- Problem details
Working from the records below, repeat exactly the lines starting at the line that contains "Target: light blue knitted cardigan" and ending at the line that contains "Would you kindly pick out the man", inclusive.

Items from a dataset:
--- --- ---

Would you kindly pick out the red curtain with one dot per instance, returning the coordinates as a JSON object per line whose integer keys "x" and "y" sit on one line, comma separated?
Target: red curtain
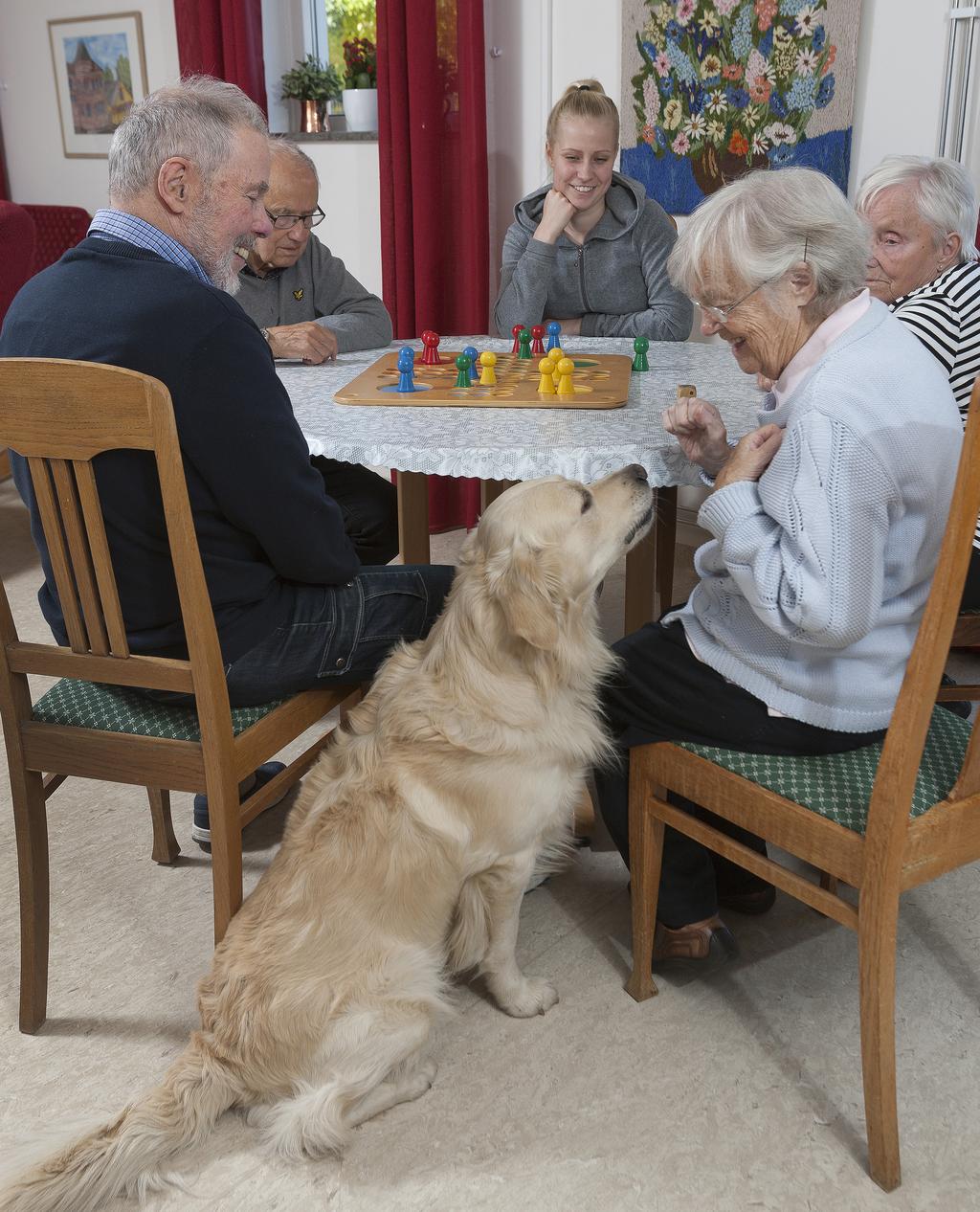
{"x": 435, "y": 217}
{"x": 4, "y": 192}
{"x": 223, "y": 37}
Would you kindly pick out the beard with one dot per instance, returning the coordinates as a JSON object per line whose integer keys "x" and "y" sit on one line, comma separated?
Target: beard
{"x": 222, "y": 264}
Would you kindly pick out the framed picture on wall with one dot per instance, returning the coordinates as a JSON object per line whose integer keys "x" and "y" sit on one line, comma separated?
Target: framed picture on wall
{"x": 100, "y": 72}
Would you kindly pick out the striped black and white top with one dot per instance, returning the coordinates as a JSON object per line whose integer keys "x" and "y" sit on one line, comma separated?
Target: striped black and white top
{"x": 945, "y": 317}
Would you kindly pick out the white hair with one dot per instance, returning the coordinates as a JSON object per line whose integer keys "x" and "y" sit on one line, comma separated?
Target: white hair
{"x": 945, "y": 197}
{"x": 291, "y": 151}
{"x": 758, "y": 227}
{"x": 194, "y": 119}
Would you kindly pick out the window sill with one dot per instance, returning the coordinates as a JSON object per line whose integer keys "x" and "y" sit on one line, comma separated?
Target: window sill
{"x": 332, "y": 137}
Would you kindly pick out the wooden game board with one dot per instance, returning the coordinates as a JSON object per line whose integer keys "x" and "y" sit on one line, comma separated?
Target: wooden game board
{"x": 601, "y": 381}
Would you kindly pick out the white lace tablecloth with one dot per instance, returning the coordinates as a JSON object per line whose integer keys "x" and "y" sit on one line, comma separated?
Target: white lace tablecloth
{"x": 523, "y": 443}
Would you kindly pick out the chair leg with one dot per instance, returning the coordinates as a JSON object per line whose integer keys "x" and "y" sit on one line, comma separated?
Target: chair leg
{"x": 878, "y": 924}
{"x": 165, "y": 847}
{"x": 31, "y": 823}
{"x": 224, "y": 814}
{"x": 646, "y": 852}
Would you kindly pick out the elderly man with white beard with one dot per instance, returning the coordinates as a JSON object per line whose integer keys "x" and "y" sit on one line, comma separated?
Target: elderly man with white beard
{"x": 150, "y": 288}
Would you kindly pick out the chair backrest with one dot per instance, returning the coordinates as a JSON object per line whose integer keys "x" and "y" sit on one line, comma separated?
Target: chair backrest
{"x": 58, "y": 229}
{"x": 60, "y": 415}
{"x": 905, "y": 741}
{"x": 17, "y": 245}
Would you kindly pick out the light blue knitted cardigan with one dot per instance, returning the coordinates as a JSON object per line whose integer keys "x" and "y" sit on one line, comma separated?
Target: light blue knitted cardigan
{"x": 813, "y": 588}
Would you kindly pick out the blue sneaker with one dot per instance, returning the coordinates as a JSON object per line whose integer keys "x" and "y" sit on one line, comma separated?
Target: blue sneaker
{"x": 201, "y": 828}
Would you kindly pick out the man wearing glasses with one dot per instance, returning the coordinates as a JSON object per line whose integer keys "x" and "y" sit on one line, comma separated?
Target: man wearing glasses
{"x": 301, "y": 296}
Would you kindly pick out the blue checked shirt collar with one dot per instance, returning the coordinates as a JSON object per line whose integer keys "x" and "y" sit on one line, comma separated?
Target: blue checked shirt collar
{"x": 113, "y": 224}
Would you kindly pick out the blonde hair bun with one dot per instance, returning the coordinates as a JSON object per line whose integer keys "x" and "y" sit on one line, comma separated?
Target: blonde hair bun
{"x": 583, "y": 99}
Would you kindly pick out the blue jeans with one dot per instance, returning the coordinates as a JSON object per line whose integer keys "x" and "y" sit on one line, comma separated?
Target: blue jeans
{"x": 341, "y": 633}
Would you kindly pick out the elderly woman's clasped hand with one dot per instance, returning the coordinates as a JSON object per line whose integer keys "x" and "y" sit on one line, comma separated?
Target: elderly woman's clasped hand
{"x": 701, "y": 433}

--- --- ---

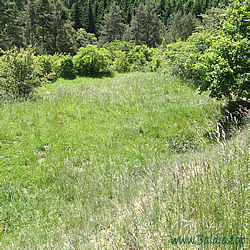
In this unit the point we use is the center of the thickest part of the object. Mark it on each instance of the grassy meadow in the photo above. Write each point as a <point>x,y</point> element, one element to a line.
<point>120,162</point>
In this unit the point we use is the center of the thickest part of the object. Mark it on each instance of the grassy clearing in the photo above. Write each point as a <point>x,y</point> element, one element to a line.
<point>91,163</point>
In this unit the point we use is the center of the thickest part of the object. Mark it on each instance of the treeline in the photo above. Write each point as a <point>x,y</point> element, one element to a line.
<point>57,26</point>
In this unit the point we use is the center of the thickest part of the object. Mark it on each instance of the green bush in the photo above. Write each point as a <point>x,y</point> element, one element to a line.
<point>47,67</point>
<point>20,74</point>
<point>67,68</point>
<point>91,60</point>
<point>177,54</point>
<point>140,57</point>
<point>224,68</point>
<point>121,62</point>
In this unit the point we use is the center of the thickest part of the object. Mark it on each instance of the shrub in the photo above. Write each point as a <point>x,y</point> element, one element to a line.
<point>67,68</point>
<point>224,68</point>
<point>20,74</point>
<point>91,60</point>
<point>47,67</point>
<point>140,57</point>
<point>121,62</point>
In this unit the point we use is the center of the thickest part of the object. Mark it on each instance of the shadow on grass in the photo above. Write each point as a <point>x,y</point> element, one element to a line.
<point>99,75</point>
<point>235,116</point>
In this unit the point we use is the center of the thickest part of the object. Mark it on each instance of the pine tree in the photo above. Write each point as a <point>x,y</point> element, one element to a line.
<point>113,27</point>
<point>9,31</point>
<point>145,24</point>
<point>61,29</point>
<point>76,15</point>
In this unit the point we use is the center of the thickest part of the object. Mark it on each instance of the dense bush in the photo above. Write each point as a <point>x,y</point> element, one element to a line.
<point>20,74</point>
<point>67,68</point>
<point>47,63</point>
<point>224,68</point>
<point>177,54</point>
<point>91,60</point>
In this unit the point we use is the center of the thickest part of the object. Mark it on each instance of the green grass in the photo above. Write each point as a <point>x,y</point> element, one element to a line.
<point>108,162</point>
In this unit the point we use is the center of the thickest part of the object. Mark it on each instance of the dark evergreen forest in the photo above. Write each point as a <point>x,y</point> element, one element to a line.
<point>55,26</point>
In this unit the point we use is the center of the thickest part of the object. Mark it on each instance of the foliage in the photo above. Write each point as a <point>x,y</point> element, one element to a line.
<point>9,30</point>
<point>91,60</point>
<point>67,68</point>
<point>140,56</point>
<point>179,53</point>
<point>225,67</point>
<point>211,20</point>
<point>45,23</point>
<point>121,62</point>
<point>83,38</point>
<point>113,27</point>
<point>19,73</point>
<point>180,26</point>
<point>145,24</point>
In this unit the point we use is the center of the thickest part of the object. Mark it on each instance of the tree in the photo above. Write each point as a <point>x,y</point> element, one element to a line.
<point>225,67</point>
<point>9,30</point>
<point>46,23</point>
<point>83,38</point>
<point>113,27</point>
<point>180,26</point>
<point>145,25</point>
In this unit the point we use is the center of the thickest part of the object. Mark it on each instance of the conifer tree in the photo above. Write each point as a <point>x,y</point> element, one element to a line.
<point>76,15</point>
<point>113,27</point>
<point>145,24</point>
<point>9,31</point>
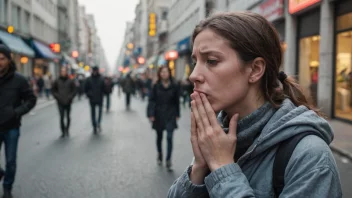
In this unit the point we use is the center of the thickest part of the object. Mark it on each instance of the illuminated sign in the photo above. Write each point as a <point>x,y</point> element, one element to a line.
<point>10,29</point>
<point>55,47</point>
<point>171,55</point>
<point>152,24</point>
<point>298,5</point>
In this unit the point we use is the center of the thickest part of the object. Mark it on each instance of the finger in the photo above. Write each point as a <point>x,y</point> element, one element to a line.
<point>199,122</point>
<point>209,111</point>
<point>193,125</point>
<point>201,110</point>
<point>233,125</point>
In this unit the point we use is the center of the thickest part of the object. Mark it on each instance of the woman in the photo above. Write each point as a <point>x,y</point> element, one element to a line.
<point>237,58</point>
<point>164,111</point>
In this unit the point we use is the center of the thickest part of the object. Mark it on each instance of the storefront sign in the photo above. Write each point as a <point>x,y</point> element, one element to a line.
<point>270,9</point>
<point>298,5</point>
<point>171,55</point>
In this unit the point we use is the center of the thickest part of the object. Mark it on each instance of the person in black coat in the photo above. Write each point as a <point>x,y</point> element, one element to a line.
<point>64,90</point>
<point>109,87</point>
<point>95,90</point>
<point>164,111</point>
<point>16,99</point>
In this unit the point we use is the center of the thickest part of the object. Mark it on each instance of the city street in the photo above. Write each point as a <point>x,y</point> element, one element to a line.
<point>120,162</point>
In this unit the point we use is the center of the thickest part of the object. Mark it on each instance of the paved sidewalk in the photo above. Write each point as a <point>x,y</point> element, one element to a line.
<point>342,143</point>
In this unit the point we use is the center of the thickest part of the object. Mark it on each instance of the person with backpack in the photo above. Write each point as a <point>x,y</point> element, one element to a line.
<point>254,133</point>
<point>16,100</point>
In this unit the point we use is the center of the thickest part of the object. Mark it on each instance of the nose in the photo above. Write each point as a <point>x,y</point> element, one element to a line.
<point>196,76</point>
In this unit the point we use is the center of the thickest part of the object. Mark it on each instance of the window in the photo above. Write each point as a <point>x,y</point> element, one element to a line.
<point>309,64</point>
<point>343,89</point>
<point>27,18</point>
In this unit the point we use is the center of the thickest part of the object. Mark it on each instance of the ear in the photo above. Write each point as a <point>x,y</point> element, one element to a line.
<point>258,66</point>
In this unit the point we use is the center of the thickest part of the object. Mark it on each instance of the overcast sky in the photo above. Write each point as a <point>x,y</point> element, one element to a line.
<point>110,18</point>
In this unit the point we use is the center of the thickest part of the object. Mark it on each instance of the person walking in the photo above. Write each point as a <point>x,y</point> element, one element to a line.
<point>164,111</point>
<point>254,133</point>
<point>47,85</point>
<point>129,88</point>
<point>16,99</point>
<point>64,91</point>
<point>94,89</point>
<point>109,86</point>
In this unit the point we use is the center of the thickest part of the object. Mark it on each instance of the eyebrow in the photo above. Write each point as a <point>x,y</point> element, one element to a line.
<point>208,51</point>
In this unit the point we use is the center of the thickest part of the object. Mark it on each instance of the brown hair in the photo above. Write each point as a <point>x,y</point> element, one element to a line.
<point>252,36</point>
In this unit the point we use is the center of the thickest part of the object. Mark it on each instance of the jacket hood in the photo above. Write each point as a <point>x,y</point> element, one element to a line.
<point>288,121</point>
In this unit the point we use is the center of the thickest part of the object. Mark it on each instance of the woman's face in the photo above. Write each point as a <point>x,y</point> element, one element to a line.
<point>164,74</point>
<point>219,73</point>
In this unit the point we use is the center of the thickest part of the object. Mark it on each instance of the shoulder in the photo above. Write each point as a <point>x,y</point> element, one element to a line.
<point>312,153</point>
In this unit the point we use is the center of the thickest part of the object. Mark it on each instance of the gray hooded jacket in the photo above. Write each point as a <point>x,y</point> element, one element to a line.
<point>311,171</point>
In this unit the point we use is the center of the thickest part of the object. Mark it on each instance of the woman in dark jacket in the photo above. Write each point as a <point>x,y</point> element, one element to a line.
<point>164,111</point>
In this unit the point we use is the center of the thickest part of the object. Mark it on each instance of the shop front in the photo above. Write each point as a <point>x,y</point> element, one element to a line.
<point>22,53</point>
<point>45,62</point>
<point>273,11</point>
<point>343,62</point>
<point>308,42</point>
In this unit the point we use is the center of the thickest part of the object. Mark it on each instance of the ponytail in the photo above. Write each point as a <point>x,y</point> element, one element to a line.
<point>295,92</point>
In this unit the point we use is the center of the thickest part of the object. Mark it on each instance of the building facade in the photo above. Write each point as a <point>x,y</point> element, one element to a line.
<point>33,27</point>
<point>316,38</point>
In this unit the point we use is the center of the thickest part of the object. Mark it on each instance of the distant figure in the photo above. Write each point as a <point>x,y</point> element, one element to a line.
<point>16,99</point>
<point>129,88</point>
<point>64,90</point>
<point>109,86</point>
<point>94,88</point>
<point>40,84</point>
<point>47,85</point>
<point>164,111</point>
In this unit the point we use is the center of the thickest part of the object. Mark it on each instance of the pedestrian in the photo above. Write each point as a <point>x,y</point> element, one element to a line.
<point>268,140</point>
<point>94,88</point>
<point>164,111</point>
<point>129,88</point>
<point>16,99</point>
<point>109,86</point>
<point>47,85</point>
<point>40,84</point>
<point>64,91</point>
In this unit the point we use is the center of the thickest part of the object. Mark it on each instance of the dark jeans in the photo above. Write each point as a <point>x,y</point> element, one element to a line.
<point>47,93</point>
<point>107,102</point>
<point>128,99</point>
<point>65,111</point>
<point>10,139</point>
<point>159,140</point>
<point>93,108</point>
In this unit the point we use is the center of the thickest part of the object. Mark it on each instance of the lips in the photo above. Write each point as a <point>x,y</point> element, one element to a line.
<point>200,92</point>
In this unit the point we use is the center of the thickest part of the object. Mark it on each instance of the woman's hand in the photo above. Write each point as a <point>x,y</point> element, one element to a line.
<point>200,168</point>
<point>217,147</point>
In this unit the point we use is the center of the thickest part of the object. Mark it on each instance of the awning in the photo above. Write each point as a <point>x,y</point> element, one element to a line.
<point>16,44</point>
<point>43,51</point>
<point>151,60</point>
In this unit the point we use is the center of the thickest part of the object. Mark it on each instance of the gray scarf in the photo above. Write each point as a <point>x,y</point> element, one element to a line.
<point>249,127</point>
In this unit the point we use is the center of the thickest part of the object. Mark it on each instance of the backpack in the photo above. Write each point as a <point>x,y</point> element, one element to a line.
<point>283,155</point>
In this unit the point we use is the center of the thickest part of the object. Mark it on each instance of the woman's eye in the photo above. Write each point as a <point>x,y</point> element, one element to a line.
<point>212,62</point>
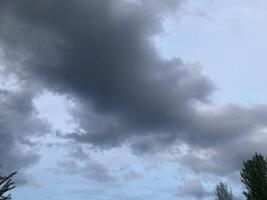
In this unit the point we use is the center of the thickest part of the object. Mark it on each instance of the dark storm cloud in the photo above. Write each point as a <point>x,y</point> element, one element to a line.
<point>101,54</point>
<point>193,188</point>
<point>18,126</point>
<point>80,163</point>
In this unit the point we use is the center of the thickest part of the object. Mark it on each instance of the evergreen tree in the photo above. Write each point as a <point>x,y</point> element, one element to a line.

--- --- ---

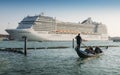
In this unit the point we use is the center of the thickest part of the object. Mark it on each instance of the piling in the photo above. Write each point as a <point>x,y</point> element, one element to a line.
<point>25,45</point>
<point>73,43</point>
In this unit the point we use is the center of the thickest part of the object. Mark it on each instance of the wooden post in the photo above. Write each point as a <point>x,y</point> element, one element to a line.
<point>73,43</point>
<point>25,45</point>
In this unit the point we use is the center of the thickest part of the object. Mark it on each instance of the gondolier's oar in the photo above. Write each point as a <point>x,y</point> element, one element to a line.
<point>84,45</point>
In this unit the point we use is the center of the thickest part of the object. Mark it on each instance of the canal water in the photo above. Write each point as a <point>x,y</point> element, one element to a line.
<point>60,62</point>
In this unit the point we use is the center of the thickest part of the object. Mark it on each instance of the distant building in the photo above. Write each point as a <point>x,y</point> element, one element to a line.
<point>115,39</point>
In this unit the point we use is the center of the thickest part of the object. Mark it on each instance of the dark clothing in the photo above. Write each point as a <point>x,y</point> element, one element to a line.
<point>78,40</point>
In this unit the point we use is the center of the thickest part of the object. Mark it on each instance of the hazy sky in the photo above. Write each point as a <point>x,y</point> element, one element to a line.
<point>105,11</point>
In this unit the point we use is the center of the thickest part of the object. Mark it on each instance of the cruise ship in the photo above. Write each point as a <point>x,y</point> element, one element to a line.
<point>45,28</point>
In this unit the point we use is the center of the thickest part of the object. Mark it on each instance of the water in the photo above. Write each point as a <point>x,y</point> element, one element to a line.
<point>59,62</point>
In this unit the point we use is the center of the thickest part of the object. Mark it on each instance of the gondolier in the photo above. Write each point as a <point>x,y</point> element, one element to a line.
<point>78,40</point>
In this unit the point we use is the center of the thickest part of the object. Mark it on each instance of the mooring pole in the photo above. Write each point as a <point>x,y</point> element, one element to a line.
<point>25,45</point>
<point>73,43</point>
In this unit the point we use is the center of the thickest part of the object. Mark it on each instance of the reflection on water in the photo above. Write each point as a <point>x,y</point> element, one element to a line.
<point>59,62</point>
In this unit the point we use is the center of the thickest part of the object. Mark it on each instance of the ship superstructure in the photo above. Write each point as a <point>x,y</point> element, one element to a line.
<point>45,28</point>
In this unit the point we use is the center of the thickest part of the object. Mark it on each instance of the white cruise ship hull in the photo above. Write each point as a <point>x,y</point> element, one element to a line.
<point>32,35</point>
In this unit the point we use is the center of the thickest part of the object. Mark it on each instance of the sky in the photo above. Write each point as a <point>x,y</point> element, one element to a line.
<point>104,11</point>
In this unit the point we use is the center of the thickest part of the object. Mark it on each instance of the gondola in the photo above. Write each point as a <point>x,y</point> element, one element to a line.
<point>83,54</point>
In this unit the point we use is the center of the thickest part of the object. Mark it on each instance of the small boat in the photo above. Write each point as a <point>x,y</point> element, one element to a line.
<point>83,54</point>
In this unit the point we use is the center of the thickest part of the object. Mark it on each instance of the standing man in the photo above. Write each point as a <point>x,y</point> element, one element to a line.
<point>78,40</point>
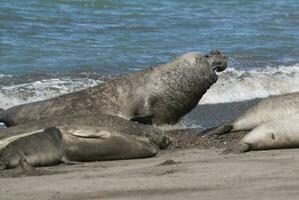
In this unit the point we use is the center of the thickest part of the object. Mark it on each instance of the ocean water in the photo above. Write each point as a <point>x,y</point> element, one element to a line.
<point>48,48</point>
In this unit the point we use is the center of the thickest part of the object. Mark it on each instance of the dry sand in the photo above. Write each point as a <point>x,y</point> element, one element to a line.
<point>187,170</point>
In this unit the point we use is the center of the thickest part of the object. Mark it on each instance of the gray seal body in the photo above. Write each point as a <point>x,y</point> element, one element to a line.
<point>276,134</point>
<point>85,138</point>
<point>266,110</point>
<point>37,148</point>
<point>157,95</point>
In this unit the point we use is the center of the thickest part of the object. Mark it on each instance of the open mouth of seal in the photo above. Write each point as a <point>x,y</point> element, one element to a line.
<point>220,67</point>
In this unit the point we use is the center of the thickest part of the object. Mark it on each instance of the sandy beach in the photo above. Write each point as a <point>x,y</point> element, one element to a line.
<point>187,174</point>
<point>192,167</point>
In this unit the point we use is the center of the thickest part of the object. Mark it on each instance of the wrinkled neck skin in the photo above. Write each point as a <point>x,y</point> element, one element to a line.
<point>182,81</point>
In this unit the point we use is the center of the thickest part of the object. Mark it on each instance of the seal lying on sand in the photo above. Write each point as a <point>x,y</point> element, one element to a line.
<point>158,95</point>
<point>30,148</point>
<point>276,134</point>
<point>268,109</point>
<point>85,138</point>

--- --- ---

- Expected answer
Target: light blue knitted cardigan
{"x": 813, "y": 588}
Would you kindly pick out the blue sneaker with one dot per instance, returning the coordinates as a JSON object per line whose integer keys "x" and "y" sit on one line, comma separated?
Target: blue sneaker
{"x": 201, "y": 828}
Would you kindly pick out the man wearing glasses with one dot per instance, returning the coordinates as a JSON object per line whose integer keys "x" and "y" sit on one line, comma separated?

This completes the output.